- _EXERCISE DESCRIPTION_:
Send back the entries exactly as they were given.

Items listed in a dataset
######
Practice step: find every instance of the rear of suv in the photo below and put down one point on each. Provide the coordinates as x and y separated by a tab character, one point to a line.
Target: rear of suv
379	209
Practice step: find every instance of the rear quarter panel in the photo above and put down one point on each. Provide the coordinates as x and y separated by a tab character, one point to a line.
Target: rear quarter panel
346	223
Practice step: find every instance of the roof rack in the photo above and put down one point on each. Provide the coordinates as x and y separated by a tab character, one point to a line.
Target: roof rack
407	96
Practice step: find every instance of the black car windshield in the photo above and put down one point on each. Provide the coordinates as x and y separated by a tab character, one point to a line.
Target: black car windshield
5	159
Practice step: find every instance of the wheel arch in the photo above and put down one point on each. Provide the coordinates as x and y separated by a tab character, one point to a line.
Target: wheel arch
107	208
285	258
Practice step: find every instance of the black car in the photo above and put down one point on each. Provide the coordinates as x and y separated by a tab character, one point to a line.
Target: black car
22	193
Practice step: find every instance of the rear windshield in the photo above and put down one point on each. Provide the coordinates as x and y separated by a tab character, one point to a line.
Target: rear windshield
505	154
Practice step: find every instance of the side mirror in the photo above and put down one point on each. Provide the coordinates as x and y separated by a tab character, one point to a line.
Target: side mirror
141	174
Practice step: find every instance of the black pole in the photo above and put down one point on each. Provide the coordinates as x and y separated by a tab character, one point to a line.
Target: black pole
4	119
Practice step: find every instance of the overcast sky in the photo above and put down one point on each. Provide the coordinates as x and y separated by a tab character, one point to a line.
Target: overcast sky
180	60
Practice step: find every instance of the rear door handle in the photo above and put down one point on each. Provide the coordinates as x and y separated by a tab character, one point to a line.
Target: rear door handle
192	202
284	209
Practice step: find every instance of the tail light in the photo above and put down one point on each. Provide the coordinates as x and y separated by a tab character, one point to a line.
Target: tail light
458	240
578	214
######
- _ANSWER BOX_:
Practice step: find every instance of the rear of suv in the photo below and put down one point on each. Provide the coordinates as x and y separated by a tab character, one point to a line.
Target: rear of suv
379	209
Practice step: find every instance of the rear quarter panel in the photo above and put down one point on each. Provide the coordinates as x and y separated by a tab character, one point to a line.
Target: rear quarter panel
346	223
Practice step: find every instance of the roof rack in the photo above and put down one point on each. Provide the coordinates as x and y separated by a tab character, one point to a line.
Target: roof rack
407	96
Practice step: find every instance of the black car windshield in the photo above and put down one point on each. Provide the coordinates as x and y separated by a tab character, one point to a line.
Target: black car windshield
5	159
Practice step: find every instance of the wheel arch in the photo above and put down one point on each. Provide the coordinates as x and y separated by a tab character, one point to a line.
Target: wheel arch
107	208
285	258
Practice step: find every instance of the black car in the photo above and put down one point on each. Provide the coordinates as x and y separated by a tab character, one point to a line.
Target: black car
22	193
Practice step: find every instance of the rear windshield in the photo above and put down one point on each. Provide the coordinates as x and y separated by a tab character, one point to a line.
Target: rear windshield
505	154
Practice step: find every instance of the side mirror in the photo above and put down one point on each. Provide the coordinates as x and y separated by a tab character, one point to a line.
Target: side mirror
141	174
Practice step: find every instance of the black pole in the photo above and put down one point on each. Provide the coordinates as x and y separated by a tab character, one point to a line.
Target: black pole
4	119
Practice step: find every instance of the overcast sky in the photo above and put down one point on each. Provide the coordinates as x and y separated by a tab character, one point to a line.
Target: overcast sky
180	60
Practice step: find every instance of the rear door handle in the photo above and put down one point on each. Provide the coordinates as x and y separated by a tab character, one point to a line.
Target: rear door handle
192	202
284	209
Practice step: find every instance of the tail light in the photo above and put down one point on each. Provide the coordinates as x and y separated by a tab character, one point to a line.
Target: tail light
458	240
578	214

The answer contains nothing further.